**Passage**
# # # #
In 2022, the issue returned to Parliament through a bill proposing to allow "non-residents legally present in the Republic's territory" access, during their stay, to the cannabis sales mechanisms authorized by the 2013 law. This discussion reflected support and resistance within the then-governing coalition and showed that political consensus was still not sufficient to fully open the doors to cannabis tourism.
In this debate, numbers were presented: with 3.4 million inhabitants and over 1.5 million foreign tourists in just nine months, a study by the consulting firm Equipos estimated that about "100 thousand people per year [...] will enter the tourism sector to consume cannabis if this door is open," which would imply an additional annual demand of up to 1,470 kilograms, based on the 15 grams per month allowed by the regulated system.
At the time, Frente Amplio deputy Eduardo Antonini advocated for an equal access regime for residents and non-residents, with the exception of home cultivation due to its permanent nature, and warned that the current exclusion leads many visitors to the illicit market "with consequent risks."
Retail stores, temporary records, and the questions we all ask
The new factor in the discussion is twofold. On the one hand, the IRCCA is no longer only talking about making life easier for tourists but also about the possibility of creating "sales centers alternative to pharmacies," something that requires the modification of an article in Law 19.172, which left sales exclusively in the hands of these establishments.
"Clearly, we need to modify this point of the law to allow the regulatory body, the IRCCA, to choose the best mechanisms for product marketing, beyond the pharmacy," said Rodríguez.
On the other hand, the debate intersects with old proposals that were never regulated, such as creating temporary records for tourists — which would expire upon leaving the country — or the possibility of authorized tourism companies joining cannabis clubs and offering short-term memberships to their clients, an idea that Antonini defended as a way to "correct an inequality" and boost the local economy.
None of this is definitive: the new administration of Yamandú Orsi and the IRCCA, led by Rodríguez, will have to translate these alternatives into concrete texts, negotiate parliamentary majorities, and only then define how access will be for non-residents.
What could the opening of access to tourists and non-residents mean?
# # # #
**Required work**
• 1. In the cannabis tourism passage, which consulting firm's study estimated how many people per year would come to consume cannabis?
• 2. Repeat the part of the cannabis tourism passage starting at "In this debate, numbers" and ending at "the regulated system.".

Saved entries
# # # #
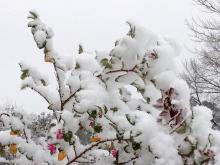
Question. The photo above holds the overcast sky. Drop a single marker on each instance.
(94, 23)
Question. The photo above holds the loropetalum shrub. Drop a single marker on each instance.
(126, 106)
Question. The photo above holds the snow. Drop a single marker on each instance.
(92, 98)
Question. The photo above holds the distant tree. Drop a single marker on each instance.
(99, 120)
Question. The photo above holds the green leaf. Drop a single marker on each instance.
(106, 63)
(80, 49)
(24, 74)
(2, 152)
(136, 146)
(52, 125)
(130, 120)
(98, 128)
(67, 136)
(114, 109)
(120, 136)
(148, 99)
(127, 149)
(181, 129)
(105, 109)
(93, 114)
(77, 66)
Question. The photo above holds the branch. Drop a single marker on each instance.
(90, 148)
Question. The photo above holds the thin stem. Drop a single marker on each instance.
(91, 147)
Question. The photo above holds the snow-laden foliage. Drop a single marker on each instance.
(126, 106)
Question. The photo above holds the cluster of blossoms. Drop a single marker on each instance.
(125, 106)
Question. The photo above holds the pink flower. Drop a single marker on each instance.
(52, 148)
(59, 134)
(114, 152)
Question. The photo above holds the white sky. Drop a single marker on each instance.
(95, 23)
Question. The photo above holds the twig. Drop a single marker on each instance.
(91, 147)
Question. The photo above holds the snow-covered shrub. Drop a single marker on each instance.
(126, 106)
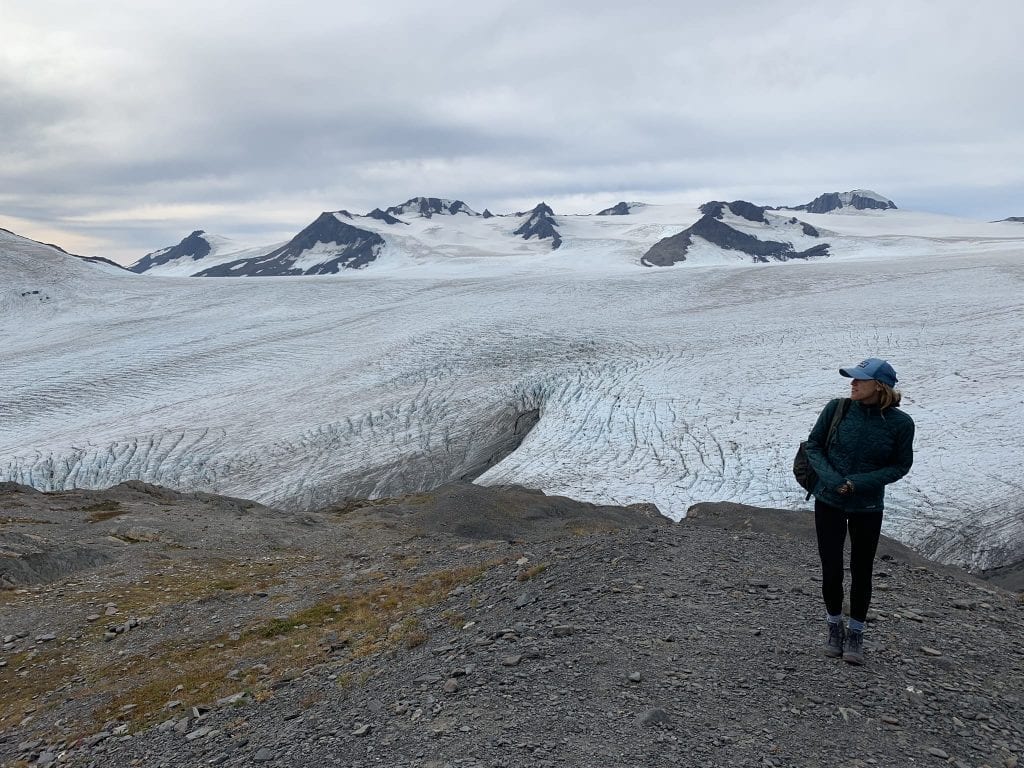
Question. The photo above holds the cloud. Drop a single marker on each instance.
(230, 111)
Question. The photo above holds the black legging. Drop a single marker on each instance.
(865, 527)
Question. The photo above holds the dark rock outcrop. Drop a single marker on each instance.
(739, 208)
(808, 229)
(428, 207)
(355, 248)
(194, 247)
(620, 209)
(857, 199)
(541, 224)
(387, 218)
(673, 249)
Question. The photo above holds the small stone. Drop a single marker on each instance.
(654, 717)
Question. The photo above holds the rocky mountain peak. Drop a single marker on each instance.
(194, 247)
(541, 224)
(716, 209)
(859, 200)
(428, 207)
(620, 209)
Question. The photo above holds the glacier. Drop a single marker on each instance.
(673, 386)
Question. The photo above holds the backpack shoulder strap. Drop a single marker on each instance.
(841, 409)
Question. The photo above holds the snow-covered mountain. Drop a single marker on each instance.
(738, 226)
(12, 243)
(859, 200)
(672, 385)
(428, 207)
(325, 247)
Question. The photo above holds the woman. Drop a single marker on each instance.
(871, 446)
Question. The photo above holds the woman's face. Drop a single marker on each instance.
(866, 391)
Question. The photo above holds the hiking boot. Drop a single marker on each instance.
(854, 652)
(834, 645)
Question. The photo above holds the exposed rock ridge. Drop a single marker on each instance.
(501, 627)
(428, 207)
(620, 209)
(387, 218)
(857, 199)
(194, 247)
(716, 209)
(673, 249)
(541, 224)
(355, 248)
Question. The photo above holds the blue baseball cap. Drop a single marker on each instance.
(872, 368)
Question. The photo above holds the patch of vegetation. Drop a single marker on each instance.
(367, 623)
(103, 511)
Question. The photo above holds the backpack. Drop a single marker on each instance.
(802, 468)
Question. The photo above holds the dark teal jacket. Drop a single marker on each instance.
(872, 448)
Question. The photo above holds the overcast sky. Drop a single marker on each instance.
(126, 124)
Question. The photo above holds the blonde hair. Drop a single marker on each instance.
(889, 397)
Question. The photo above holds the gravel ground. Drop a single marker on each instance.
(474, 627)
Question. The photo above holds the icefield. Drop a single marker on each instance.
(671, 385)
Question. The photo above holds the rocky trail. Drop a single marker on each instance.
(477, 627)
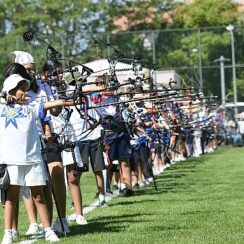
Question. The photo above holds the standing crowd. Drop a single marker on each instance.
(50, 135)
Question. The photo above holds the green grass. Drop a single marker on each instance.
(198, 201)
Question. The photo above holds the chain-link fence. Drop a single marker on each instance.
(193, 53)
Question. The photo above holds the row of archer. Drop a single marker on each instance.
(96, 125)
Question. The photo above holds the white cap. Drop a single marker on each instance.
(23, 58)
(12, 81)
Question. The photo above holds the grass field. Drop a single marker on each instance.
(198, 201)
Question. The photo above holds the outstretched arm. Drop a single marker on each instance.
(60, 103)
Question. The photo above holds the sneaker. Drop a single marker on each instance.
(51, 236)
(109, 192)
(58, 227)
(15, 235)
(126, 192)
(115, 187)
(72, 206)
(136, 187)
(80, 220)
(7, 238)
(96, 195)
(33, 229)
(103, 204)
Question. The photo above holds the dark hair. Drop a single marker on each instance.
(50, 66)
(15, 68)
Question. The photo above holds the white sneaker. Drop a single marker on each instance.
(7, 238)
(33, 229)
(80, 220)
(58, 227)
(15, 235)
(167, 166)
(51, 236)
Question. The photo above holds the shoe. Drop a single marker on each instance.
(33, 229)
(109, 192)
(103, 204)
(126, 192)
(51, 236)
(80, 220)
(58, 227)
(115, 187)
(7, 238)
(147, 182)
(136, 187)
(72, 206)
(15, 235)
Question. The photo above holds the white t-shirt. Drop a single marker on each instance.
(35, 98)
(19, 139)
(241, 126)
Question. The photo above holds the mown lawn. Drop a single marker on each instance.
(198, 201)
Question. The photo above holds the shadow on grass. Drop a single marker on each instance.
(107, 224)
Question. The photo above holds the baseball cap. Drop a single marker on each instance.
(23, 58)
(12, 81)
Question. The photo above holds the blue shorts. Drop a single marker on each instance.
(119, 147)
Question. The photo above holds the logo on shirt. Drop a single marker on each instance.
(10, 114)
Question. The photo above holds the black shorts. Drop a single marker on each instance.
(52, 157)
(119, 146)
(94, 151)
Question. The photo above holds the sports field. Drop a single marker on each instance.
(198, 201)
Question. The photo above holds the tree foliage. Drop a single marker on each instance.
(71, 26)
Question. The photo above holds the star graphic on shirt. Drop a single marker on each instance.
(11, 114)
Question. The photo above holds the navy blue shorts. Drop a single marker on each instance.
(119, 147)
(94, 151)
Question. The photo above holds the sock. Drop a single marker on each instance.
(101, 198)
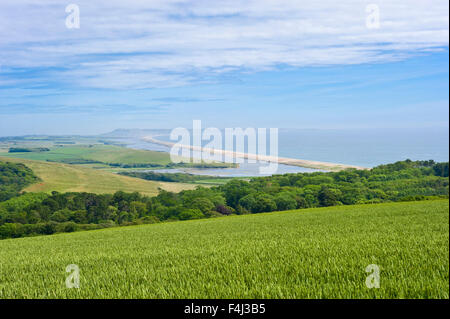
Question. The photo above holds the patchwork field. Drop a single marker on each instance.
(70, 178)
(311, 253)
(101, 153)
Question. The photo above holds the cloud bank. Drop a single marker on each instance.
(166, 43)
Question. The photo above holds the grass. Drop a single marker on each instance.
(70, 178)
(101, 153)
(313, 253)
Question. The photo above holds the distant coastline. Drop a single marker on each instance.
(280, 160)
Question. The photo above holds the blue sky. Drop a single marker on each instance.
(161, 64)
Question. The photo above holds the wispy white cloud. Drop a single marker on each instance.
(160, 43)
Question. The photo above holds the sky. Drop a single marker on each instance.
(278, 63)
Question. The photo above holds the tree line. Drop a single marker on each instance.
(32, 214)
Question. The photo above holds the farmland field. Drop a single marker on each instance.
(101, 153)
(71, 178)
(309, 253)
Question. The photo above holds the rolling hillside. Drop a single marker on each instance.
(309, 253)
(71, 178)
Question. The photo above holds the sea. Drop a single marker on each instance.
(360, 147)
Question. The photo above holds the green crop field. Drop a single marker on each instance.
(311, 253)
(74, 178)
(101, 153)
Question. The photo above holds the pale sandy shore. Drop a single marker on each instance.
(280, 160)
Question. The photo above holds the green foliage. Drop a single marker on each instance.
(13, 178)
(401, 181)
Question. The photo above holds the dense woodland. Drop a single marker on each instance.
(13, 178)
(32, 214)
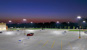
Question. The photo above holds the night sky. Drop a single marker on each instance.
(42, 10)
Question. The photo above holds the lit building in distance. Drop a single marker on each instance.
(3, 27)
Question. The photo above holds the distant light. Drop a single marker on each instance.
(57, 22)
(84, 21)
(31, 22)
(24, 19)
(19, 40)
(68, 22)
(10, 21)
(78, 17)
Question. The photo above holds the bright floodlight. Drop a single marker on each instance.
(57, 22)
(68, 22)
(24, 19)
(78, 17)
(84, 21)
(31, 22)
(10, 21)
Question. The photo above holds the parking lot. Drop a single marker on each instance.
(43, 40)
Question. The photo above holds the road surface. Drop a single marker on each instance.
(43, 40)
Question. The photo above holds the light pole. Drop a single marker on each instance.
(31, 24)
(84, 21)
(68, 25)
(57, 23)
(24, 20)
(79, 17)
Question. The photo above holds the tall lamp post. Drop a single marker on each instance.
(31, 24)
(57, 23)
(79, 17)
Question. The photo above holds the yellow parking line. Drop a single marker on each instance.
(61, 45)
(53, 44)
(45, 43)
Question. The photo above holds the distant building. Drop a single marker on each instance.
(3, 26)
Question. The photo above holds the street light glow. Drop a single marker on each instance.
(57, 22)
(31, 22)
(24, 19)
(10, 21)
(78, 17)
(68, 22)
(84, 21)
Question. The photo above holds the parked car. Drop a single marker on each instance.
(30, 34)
# # # #
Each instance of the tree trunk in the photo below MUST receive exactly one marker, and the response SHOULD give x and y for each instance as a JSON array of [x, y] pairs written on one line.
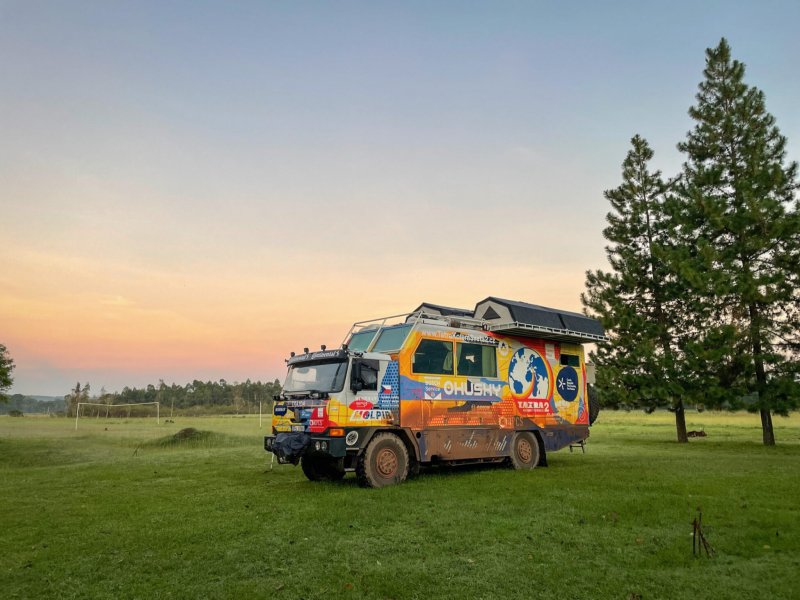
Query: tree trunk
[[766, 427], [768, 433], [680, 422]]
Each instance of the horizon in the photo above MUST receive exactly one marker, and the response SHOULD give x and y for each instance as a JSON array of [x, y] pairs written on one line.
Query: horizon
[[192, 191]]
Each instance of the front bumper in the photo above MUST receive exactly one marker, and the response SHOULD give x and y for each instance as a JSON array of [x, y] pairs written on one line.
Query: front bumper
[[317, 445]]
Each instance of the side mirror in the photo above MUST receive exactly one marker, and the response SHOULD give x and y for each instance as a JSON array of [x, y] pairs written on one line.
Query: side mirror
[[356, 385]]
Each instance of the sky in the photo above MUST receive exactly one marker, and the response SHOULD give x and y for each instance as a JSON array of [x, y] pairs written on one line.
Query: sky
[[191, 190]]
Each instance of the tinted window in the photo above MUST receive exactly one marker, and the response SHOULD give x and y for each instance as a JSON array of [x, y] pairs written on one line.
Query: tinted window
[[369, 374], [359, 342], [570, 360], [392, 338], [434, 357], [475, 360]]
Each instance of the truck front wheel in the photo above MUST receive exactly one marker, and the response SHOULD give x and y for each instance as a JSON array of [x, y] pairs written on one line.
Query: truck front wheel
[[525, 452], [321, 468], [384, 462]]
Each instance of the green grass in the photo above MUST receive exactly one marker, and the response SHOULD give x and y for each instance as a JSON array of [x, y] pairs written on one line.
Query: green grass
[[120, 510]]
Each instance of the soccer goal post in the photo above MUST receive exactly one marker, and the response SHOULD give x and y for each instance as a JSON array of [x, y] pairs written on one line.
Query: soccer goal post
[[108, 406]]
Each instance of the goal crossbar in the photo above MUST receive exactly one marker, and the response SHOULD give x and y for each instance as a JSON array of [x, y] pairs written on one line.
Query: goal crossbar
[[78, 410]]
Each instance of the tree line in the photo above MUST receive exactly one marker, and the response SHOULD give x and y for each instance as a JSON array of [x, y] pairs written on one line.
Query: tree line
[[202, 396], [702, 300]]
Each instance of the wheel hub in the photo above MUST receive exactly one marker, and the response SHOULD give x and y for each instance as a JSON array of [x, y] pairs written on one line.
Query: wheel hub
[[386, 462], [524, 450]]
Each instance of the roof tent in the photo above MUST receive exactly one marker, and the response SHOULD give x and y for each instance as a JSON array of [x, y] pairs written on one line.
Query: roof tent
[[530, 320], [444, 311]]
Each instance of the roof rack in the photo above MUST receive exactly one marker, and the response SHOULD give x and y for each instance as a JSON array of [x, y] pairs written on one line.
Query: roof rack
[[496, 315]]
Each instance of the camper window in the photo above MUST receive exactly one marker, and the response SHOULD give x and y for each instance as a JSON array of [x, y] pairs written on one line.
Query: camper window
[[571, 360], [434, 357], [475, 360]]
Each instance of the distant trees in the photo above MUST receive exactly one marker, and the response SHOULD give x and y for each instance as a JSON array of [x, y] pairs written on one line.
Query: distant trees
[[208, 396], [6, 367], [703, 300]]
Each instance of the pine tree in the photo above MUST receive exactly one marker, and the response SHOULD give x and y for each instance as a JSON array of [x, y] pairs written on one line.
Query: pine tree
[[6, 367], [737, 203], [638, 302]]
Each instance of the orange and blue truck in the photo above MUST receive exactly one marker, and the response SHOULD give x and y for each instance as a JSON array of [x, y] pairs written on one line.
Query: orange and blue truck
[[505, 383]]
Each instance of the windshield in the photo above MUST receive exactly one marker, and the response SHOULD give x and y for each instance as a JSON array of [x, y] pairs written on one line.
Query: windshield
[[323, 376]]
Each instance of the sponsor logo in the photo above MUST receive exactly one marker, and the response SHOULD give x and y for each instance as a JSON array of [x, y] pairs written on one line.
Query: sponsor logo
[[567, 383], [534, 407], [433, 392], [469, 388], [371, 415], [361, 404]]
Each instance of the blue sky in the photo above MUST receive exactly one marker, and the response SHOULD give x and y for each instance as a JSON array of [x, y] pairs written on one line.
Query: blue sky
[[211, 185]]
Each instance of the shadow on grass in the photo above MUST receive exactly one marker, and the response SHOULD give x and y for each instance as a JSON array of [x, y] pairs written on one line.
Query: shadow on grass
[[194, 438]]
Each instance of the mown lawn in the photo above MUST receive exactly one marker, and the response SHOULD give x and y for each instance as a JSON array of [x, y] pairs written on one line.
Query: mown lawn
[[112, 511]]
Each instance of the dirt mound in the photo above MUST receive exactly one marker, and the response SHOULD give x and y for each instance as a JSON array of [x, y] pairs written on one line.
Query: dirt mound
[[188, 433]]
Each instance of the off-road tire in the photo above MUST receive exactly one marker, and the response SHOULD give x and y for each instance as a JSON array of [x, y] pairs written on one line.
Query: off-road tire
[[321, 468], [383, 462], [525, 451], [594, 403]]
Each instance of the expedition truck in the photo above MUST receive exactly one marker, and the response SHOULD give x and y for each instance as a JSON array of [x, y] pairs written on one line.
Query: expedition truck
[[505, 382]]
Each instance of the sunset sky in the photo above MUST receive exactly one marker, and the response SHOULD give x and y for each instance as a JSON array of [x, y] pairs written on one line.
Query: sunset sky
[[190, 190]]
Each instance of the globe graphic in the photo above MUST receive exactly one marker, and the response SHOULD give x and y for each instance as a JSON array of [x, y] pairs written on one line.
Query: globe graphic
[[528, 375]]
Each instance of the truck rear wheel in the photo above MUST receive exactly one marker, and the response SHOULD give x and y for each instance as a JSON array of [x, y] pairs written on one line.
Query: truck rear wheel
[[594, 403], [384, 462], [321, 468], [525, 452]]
# # # #
**Task responses**
• 1. Equipos

• 2.
In this debate, numbers were presented: with 3.4 million inhabitants and over 1.5 million foreign tourists in just nine months, a study by the consulting firm Equipos estimated that about "100 thousand people per year [...] will enter the tourism sector to consume cannabis if this door is open," which would imply an additional annual demand of up to 1,470 kilograms, based on the 15 grams per month allowed by the regulated system.